ESTRATTO:
┏━━

È impossibile guardare l’ultimo film di Maurice Pialat senza farsi contagiare da alcuni elementi extra-diegetici che ne fungono da corollario iper-significante. In questo senso Pialat è un regista coercitivo. Ti obbliga a interessarsi della sua vita al di fuori dello schermo, ché si ha la sensazione che a quanto si è esposti in poco più di 90’ canonici (e armoniosi e sufficienti) non possa esistere se non c’è una coscienza negli occhi che gli stanno di fronte: come si può non pensare che un garçon è Antoine Pialat? Che la madre Sophie è Sylvie Pialat, tanto che un personaggio ce lo ricorda sbagliandone il nome? Come si può pretendere la smagnetizzazione di Depardieu (il padre) che è stato il suo alter-ego negli anni e che qui si prende la responsabilità di portarne a compimento la parabola artistica?  
La sommersione totale nel suo universo è anche una finestra spalancata che Pialat stesso apre come un divaricatore sul proprio organo cardiaco.
Ne cola un’ordinarietà sopra le riga che è il minimo comune denominatore delle esplicite conflittualità e contraddizioni dell’uomo che è motivo d’ossessione nel suo cinema.

Negli anni la mdp di Pialat si è fatta più mobile, o è arrivata a una necessità di approccio più fisico ai corpi della messa in scena, di certo non estinguendo i campi medi e fissi a cui era affezionata, mentre insorge un bisogno di prossimità semantica tra le sequenze, come se fosse rasserenata la pacificazione con i nessi di un discorso meno imperativamente disarticolato, a flash. Tutt’altro che un flusso, tuttavia, Le Garçu (come il figlio che fu, papà Gérard, chiamava il padre ora morente, in un’assonanza genialogica tra garçon e garçu): c’è un prendersi e lasciarsi, un volersi bene che sormonta le categorizzazioni relazionali (ché anche se non si sta insieme…), un papà geloso di un patrigno che è forse miglior padre di lui, lui che di responsabilità non sa che farsene e che col figlio vorrebbe solo giocare.

┗━━

CONSEGNE:
1. Nell'estratto sull'ultimo film di Maurice Pialat, quale attore interpreta il padre?
2. Prosegui l'estratto sull'ultimo film di Maurice Pialat, partendo dopo la sua ultima frase.

VOCI MOSTRATE:
┏━━

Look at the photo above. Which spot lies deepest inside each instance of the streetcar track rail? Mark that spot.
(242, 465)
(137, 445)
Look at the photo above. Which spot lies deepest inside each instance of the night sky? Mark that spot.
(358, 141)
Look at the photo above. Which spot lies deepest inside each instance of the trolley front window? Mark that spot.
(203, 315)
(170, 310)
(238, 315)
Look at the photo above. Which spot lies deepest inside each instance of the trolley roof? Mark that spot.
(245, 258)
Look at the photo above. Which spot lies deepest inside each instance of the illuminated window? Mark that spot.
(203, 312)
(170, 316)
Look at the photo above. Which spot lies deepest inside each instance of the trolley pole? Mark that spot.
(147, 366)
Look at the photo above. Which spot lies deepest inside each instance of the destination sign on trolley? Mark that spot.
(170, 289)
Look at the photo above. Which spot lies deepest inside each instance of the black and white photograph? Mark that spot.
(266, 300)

┗━━

RISPOSTE DATE:
1. Il padre è interpretato da Depardieu.

2.
Per questo Le Garçu è un film anzitutto sull’essere padri, laddove il bambino essenzialmente è, ed è facile rincorrere l’immaginazione di una recitazione che si annulla dinnanzi alla vita: Antoine che non deve recitare, che è un bambino come tanti, e per il quale l’opera non si mette a servizio, seguendone cioè il punto di vista, approssimandone prospetticamente i pensieri. No, il punto di vista è per forza quello dell’adulto (e Pialat non parla di quel che non conosce, è questa l’onestà del suo atto di Cinema, un atto naturalmente e forzatamente ego riferito), dell’adulto maschio, che è ancora il Loulou che non riesce a farsi uomo, ma che ora quel figlio l’ha avuto; nella chiusura, certo obbligata, di un cerchio, Gérard/Maurice porta a compimento il suo svisceramento dell’ego frammentato della figura maschile che ancora, se può, s’appende alla manifestazione virile della propria pratica sessuale e proietta le esigenze d’autorevolezza e responsabilizzazione su quella femminile/materna. Non è a caso che il tutto s’interrompe (il campo nero, nullo) sempre come tagliato da un monito di censura, come non fosse lecito vedere oltre, sul corpo della madre Sophie/Sylvie che si commuove al tavolo di una trattoria, tra le interazioni giocose del padre con il figlio e le domande che Gérard le rivolge (“mi sta bene questo completo? davvero?”), nella evidenziazione di una naiveté che rinsalda la progressiva femminilizzazione del maschio.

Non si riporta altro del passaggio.